Looking back, Underwood recalls that ‘many times, the project could have died an early death but didn't.’
For Underwood, the Maywood project proved that solar development on brownfield sites could work. In fact, Underwoood says he's currently looking at more than 25 solar projects around the country that could fit the bill.
‘There are a number of pathways that [solar development of brownfield projects] becomes its own market,’ he explains. For starters, he says, utilities must have easily understood incentive programs in place, because such clarity is helpful when it comes to working with financial partners.
The other determiner, he says, comes from state policy. He equates recent solar legislation passed in New Jersey and Massachusetts as missed opportunities. He says the New Jersey Board of Public Utilities could have implemented a price adder to incent solar development in the New Jersey – which has the largest concentration of brownfield sites in the U.S. – but decided against it.
Equally disappointing, he says, was Massachusetts' SREC II program, which designated that solar development on brownfield sites would receive 80% of the value of the SREC, making the incentive less impactful than, say, rooftop or canopy solar development.

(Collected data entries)
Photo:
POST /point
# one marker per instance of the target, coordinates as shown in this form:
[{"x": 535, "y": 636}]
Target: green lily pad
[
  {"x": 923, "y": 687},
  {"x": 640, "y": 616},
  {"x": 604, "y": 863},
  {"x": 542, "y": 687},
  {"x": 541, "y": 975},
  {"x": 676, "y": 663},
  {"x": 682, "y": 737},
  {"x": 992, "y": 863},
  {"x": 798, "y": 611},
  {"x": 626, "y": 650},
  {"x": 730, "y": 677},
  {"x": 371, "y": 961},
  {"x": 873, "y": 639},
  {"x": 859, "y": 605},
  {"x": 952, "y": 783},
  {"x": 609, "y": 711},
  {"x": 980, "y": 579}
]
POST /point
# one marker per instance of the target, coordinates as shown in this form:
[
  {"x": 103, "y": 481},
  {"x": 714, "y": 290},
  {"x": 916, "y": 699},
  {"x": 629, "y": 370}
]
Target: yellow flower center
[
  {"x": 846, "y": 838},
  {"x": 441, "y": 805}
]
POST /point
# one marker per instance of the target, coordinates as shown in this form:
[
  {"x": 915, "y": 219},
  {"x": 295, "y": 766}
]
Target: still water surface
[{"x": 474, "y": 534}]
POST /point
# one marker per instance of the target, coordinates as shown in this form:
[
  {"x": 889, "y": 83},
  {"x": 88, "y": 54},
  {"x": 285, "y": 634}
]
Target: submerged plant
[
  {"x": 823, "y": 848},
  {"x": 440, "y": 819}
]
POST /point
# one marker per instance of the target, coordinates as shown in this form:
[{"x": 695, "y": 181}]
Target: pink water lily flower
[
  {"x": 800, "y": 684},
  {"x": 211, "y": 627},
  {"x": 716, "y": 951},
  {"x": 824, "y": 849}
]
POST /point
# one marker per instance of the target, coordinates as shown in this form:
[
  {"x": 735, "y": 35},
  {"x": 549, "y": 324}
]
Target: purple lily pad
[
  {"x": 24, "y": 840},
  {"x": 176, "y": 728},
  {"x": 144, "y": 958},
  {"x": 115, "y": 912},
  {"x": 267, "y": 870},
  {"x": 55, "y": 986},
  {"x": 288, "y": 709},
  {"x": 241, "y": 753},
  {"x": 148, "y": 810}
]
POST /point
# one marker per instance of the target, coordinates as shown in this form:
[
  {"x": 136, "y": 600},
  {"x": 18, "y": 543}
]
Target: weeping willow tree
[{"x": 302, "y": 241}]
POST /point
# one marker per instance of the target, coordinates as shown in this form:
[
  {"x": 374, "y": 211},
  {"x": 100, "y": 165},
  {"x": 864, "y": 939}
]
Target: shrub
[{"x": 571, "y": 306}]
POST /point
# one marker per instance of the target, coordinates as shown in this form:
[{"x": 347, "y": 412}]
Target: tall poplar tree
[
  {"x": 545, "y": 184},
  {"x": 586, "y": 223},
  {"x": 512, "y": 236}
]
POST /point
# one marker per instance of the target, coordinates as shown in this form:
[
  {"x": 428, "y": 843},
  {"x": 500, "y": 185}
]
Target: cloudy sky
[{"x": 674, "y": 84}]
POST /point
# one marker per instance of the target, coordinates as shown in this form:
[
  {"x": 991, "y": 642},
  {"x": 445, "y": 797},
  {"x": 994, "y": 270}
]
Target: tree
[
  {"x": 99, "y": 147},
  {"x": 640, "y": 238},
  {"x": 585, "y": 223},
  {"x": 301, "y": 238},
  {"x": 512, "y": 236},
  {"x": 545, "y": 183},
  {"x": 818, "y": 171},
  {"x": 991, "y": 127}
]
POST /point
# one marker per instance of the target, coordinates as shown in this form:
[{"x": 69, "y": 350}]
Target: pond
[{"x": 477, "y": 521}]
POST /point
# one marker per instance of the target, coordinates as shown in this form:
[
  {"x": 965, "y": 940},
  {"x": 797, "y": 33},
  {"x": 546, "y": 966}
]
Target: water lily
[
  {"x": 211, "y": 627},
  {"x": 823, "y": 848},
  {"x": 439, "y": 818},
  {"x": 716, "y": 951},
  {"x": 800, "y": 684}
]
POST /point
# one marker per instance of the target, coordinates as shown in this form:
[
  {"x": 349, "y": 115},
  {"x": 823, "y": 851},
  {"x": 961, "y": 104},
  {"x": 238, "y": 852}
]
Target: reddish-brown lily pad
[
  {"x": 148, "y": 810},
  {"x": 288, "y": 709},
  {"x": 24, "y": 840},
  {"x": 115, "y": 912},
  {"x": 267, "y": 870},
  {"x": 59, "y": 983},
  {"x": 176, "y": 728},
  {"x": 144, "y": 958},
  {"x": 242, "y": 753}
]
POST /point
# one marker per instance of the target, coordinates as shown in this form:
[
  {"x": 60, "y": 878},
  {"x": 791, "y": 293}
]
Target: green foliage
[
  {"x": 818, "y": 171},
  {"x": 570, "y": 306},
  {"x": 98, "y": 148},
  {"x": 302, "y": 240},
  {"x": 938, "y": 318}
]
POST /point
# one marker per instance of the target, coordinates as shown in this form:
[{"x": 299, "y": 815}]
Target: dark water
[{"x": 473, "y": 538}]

SET OF TASKS:
• a. Find every line in the entries above that contains the string "lily", and copy each of those lines.
• b. Write the next part of the passage on solar development of brownfield sites, picking up after its final sentence.

TASK-BY-TASK ANSWERS:
• a.
Target: green lily pad
Target: pink water lily flower
Target: purple lily pad
Target: water lily
Target: reddish-brown lily pad

• b.
Until states fully commit to such a program, solar development on brownfield sites is the exception, rather than the norm.
‘With solar competing directly with natural gas in select markets,’ Underwood says, ‘and the proven ability to complete a renewable energy project on a Superfund site without subsidies, states and utilities have the unique opportunity to bring about environmental site reuse within existing renewable energy programs – and achieve a durable, dual public-private benefit.’
Editor's note: An earlier version of this story incorrectly identified the Maywood Solar Farm in Indianapolis as the first solar project developed on a Superfund site. The story has been updated to correct the error.